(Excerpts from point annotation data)
┌──
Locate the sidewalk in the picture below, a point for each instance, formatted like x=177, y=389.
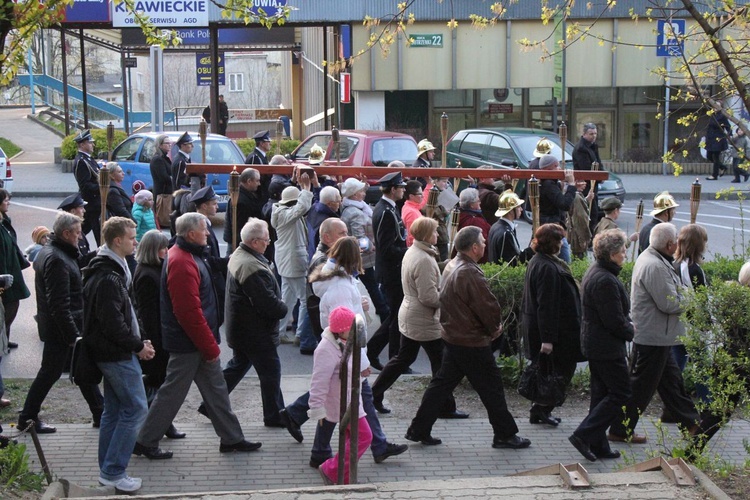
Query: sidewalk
x=198, y=466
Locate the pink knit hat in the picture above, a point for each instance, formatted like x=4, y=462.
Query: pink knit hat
x=340, y=320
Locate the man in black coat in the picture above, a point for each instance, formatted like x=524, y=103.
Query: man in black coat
x=161, y=173
x=585, y=153
x=555, y=200
x=390, y=247
x=253, y=310
x=249, y=204
x=86, y=172
x=59, y=299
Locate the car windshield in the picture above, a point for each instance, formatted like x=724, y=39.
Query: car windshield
x=526, y=145
x=385, y=151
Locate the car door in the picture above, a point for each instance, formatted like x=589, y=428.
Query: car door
x=127, y=156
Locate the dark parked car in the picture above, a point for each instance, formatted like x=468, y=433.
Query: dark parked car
x=498, y=147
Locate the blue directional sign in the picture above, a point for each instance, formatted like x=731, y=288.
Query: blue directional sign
x=669, y=41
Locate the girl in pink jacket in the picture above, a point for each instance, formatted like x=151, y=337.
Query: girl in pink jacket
x=325, y=389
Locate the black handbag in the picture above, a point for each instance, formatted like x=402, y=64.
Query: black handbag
x=541, y=384
x=83, y=368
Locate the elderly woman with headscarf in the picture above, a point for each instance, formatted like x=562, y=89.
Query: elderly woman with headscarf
x=551, y=315
x=471, y=215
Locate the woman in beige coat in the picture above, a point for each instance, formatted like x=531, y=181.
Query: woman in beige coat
x=419, y=315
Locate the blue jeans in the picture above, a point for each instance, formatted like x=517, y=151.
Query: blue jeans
x=125, y=411
x=323, y=433
x=268, y=367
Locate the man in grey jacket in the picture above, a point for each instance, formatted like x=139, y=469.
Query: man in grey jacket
x=656, y=295
x=288, y=219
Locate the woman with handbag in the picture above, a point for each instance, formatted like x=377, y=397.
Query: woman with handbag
x=551, y=314
x=12, y=262
x=606, y=326
x=150, y=255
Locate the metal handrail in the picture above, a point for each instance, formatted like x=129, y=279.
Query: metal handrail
x=349, y=413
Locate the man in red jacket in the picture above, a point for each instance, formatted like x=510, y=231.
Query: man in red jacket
x=190, y=330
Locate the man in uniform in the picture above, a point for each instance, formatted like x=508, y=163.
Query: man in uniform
x=611, y=207
x=190, y=330
x=206, y=204
x=585, y=153
x=664, y=210
x=86, y=172
x=390, y=247
x=180, y=161
x=503, y=242
x=249, y=204
x=161, y=173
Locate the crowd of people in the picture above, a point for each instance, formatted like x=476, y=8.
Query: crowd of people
x=151, y=318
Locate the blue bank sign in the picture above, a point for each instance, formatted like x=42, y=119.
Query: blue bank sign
└──
* What you need to do:
Reproduce all of the entries above verbatim, but leave the pictures out.

* The completed task:
Locate the sidewalk in the picture below, a point for each instance, formatted like x=177, y=389.
Query: sidewalk
x=198, y=466
Locate the pink knit hat in the picture above, a point for each instance, formatted like x=4, y=462.
Query: pink knit hat
x=340, y=320
Locate the man in black coat in the picture above, a point for each instance, formatted like x=524, y=103.
Query: man in black coat
x=161, y=173
x=585, y=153
x=555, y=200
x=390, y=247
x=253, y=310
x=249, y=204
x=86, y=172
x=59, y=299
Locate the car windshield in the picture above, a point for each instance, formatted like x=724, y=39.
Query: car windshield
x=526, y=145
x=385, y=151
Locate the car door in the picture above, a point for each instance, formatted like x=589, y=428.
Query: car door
x=127, y=156
Locate the dark parked car in the picture above, a point for each instance, formatted like x=468, y=433.
Query: dark parked car
x=498, y=147
Locate the blue directional sign in the picture above, a point for each instance, formatted like x=731, y=288.
Query: blue directional sign
x=669, y=41
Locate the girl in pink jacket in the picture above, a point for each instance, formatted like x=151, y=337.
Query: girl in pink jacket
x=325, y=389
Locate the black handbag in the picture above, a point for each instance, formatted like x=402, y=64.
Query: black handbag
x=541, y=384
x=83, y=368
Locate the elderly woman with headscarf in the picture above, a point for each instance, formatted like x=562, y=89.
Query: elderly woman with headscarf
x=551, y=315
x=471, y=215
Locate the woman in beige coat in the picture above, a point for each instance, formatted like x=531, y=181.
Query: woman in beige coat
x=419, y=315
Locate the blue jeans in the picture above, a point for each instance, formatted like x=517, y=151.
Query: blue jeans
x=125, y=411
x=323, y=433
x=268, y=367
Locate the man in grey jacket in the picture above, a point for each instance, formatted like x=139, y=469.
Query: man in grey jacket
x=656, y=295
x=288, y=219
Locate the woman with handbag in the picture above, a point for each instance, formatted like x=377, y=397.
Query: woman with handbag
x=551, y=314
x=12, y=262
x=606, y=326
x=150, y=255
Locate the metal handrail in the picture above, a point for each instance, formatted like x=129, y=279.
Query: metal handrail
x=349, y=413
Locate the man in red jacket in the picture above, a point for each instance, formatted like x=510, y=231.
Query: man in red jacket
x=190, y=330
Locate the man in uniform in the picture above, a point for each instance, formatted like x=508, y=163.
Query: man in uniform
x=611, y=207
x=190, y=330
x=206, y=204
x=585, y=153
x=664, y=210
x=86, y=172
x=390, y=247
x=180, y=161
x=503, y=242
x=249, y=204
x=161, y=173
Locate the crowd of people in the picture above, a point for each instance, formatted like x=476, y=8.
Query: crowd of people
x=151, y=318
Locate the blue bank sign in the picture above, a point for each instance, formatted like x=42, y=119.
Query: blue bank sign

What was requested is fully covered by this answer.